===== Source passage =====

I'd want to see some measurements from real world projects to believe chainig should be the default. If I take, say, the Chromium codebase, and the LibreOffice codebase, and I look at places they use any type of hash table, how often are they going to be for stuff that'd be "better suited" to chaining? Am I going to consistently find 50% ? 10% ? 1% ?


Pretty much 95% of all hybrid data structures.

Now hybrid data structures are only used in systems programming, because they require to be particularly careful about object lifetime and such.


In my experience / tests, its way easier to write a high-performance open-addressing Hash Table than a high-performance chaining one.

That being said, chaining is easier to write.

> Chaining also tends to waste a lot less memory.

How so? A typical 32-bit integer or 32-bit float uses 4-bytes. But a typical pointer is 8-bytes. But there's also the internal malloc/new chunk header to consider.

That means, to store a 4-byte integer into a chained hash table, you need 8-bytes (pointer) + 8-byte (glibc malloc chunk header) + 4 byte integer/float. Or 20 bytes total in practice.

If you have say, 50 integers inside of the hashmap, then you'll use (table-size * 8) + 50-integers * 20 bytes each == 1000+ bytes for the pointers/data alone, plus even more for the table itself. (ex: Table of size 50 would need 50 * 8-byte pointers even when empty, for a total of 1000 bytes + 400 bytes == 1400 bytes or so)

In contrast, a 4-byte open-addressing hash table only takes up 4-bytes. So 50-integers in a hashmap with ~50% load-factor (ie: size the table to be size 128 or so) will be 128 * 4 == 512 bytes.

EDIT: Its because of this huge practical difference in memory used that I'm pretty sure open-addressing is so high performance in comparison. When your data-structures are 1/2 or smaller number of bytes than the competition, its easier to stay in L1 cache or other such size benefits.


It is not necessary for an allocator to have any hidden overhead inside an allocated block. That would be quite unacceptable for small blocks like a 32 byte block holding four pointer-sized values.

In any case, applications can do their own aggregation for small allocations: allocate the nodes in an array and dole it out from that. It can recycle unused nodes itself.


> In any case, applications can do their own aggregation for small allocations: allocate the nodes in an array and dole it out from that. It can recycle unused nodes itself.

Or you could just write the open-addressing HashMap, which is easier than implementing your own custom small allocation malloc()/free()?

===== Material supplied =====

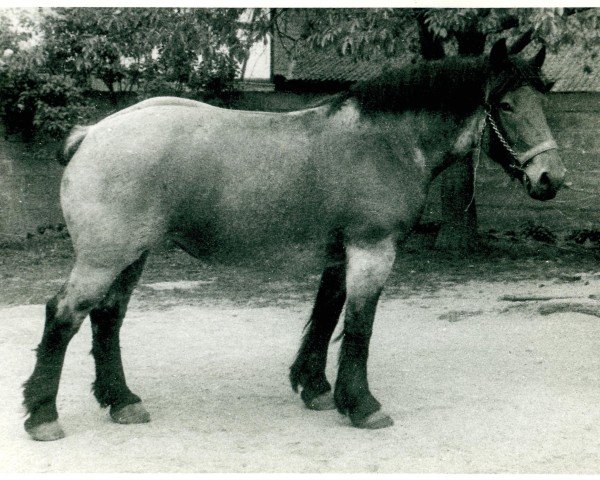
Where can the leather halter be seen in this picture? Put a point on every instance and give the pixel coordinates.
(520, 160)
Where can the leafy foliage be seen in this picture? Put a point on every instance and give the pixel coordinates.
(364, 33)
(33, 98)
(130, 48)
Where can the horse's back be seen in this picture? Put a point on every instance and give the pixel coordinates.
(191, 169)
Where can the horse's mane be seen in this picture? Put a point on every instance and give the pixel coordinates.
(455, 85)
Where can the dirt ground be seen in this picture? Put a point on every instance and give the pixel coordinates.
(477, 379)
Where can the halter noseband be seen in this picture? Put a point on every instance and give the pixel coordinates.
(520, 159)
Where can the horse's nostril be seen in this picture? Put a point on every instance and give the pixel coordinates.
(545, 179)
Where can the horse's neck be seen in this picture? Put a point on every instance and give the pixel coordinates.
(456, 141)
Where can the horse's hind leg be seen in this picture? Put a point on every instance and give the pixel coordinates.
(308, 370)
(110, 388)
(369, 265)
(85, 288)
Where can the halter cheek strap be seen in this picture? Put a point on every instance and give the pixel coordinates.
(524, 158)
(521, 159)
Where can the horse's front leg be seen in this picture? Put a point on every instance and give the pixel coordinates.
(308, 370)
(369, 265)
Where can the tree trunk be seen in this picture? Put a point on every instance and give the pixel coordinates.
(458, 232)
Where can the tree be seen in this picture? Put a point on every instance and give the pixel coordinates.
(433, 34)
(134, 48)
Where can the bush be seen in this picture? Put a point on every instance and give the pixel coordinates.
(34, 100)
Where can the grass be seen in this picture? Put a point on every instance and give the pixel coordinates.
(32, 270)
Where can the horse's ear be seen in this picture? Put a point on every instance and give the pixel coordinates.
(538, 60)
(520, 43)
(499, 56)
(548, 86)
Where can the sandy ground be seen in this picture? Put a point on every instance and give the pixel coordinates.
(474, 383)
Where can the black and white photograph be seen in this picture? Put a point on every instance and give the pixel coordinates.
(300, 239)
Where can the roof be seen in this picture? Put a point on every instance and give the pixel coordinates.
(568, 68)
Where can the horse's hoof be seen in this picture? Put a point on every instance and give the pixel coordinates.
(133, 413)
(376, 420)
(322, 402)
(46, 432)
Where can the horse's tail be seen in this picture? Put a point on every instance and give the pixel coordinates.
(72, 144)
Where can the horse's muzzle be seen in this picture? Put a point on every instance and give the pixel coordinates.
(545, 186)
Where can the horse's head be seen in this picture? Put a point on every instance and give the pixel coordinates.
(519, 137)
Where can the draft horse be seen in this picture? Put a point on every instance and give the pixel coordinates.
(353, 172)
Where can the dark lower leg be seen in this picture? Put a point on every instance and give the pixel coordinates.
(352, 395)
(41, 388)
(110, 387)
(308, 370)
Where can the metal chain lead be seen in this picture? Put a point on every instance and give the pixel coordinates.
(503, 141)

=====

Required task A
Please repeat the records word for word, beginning with the line that contains "Where can the draft" and ending with the final line of the records.
Required task B
Carry on the forum thread about chaining versus open-addressing hash tables, starting right after its last post.

Task result A
Where can the draft horse be seen in this picture? Put a point on every instance and give the pixel coordinates.
(353, 172)
Where can the dark lower leg be seen in this picture? Put a point on every instance and give the pixel coordinates.
(352, 395)
(41, 388)
(110, 387)
(308, 370)
Where can the metal chain lead be seen in this picture? Put a point on every instance and give the pixel coordinates.
(503, 141)

Task result B
That's the thing. To make chaining competitive against open-addressing HashMaps, you've got to bend-over backwards and its suddenly not easy anymore. Though you're right in that different versions of malloc/free could be more efficient. Ex: tcmalloc() has small allocations built in already like you mention.

But even if you erase those 8-bytes from the glibc chunk implementation of malloc, you're _still_ 8-bytes over the open-addressing implementation (you can't get rid of the 8-byte "next" pointer). So all that work and you're still worse off than the other methodology.


I can write aggregating allocation for a C with my eyes closed, in a tiny number of lines. These days I mostly wouldn't. If the target system thinks it's a good idea to add a header to every 32 byte allocation, that's their problem. No worthwhile malloc implementation does that, other than in a debugging configuration, where it adds "red zones".

The calculations in my other post show that it's not as simple as that next pointer being pure overhead compared to open addressing.

https://news.ycombinator.com/item?id=35416520


Nodes don't have to be allocated with malloc (that is actually the worst thing you could possibly do).

An open-addressing hash table only performs well up to 50-75% bucket usage. Chaining doesn't care and performs the same up to 100%.


> Nodes don't have to be allocated with malloc (that is actually the worst thing you could possibly do).

I mean... the most obvious place to place nodes is... inside the table itself. Also known as Open Addressing.

Or what, are you going to implement a 2nd, custom heap algorithm to manage your nodes? I guess there's "buddy allocators", but buddy-allocators aren't exactly free either. Whatever method you're using to keep track of nodes is going to have some level of inefficiency.

Whatever allocation you're doing to get these nodes (above-and-beyond generic malloc) is time you could have been spent writing open-addressing instead.

> An open-addressing hash table only performs well up to 50-75% bucket usage. Chaining doesn't care and performs the same up to 100%.

Hardly an apples-to-apples comparison. As I pointed out, 50% load-factor on 50x uint32 open-addressing is only ~400 bytes used.

While 100% load factor on 50x uint32 is 1400 bytes used on chaining. (plus additional load-factor in practice due to malloc fragmentation)


I already explained. Objects in non-trivial data structures are part of several data structures concurrently.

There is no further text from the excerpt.